PROBLEM TO SOLVE: Transcribe all of the entries below without changing a single character.

TASK MATERIAL:
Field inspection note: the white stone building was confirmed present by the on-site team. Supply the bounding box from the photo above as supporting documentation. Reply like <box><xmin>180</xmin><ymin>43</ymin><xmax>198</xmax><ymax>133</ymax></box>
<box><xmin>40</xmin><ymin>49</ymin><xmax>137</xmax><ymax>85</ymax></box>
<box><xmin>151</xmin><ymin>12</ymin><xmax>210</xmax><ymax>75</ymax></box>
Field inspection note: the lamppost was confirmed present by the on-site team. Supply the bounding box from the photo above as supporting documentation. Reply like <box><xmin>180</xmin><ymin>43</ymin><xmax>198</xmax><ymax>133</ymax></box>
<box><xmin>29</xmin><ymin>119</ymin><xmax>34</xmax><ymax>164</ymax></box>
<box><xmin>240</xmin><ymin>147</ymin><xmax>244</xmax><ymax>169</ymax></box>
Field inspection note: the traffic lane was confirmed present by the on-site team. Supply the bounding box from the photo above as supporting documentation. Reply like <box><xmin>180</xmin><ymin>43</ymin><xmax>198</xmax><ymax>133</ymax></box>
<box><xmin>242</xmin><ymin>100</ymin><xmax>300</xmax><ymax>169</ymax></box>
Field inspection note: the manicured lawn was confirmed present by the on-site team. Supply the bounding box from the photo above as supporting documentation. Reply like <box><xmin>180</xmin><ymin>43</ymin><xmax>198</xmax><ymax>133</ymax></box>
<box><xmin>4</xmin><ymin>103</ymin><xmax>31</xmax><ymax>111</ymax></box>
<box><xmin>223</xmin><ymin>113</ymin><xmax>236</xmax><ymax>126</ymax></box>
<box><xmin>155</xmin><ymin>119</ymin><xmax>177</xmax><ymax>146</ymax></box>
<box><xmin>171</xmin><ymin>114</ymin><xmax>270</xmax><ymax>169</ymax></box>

EXERCISE RESULT:
Field inspection note: the white stone building was confirmed present by the on-site team. Supply the bounding box from the photo above as supporting documentation. Reply like <box><xmin>180</xmin><ymin>43</ymin><xmax>198</xmax><ymax>133</ymax></box>
<box><xmin>40</xmin><ymin>49</ymin><xmax>137</xmax><ymax>85</ymax></box>
<box><xmin>151</xmin><ymin>12</ymin><xmax>210</xmax><ymax>75</ymax></box>
Field inspection note: the lamppost was confirmed present by the on-site team. Supply the bounding box from the photo above as supporting documentation. Reply like <box><xmin>180</xmin><ymin>43</ymin><xmax>198</xmax><ymax>133</ymax></box>
<box><xmin>29</xmin><ymin>119</ymin><xmax>34</xmax><ymax>164</ymax></box>
<box><xmin>240</xmin><ymin>147</ymin><xmax>244</xmax><ymax>169</ymax></box>
Field inspection note: the traffic lane was confirmed present by the on-site team. Supply the bounding box from the photo above as supporting documentation. Reply like <box><xmin>180</xmin><ymin>43</ymin><xmax>198</xmax><ymax>133</ymax></box>
<box><xmin>242</xmin><ymin>100</ymin><xmax>300</xmax><ymax>169</ymax></box>
Field inspection note: the manicured lawn was confirmed present by the on-site team. Supply the bounding box from the photo above as supporting documentation. Reply like <box><xmin>180</xmin><ymin>43</ymin><xmax>198</xmax><ymax>133</ymax></box>
<box><xmin>4</xmin><ymin>103</ymin><xmax>31</xmax><ymax>111</ymax></box>
<box><xmin>223</xmin><ymin>113</ymin><xmax>236</xmax><ymax>126</ymax></box>
<box><xmin>155</xmin><ymin>119</ymin><xmax>177</xmax><ymax>146</ymax></box>
<box><xmin>171</xmin><ymin>114</ymin><xmax>270</xmax><ymax>169</ymax></box>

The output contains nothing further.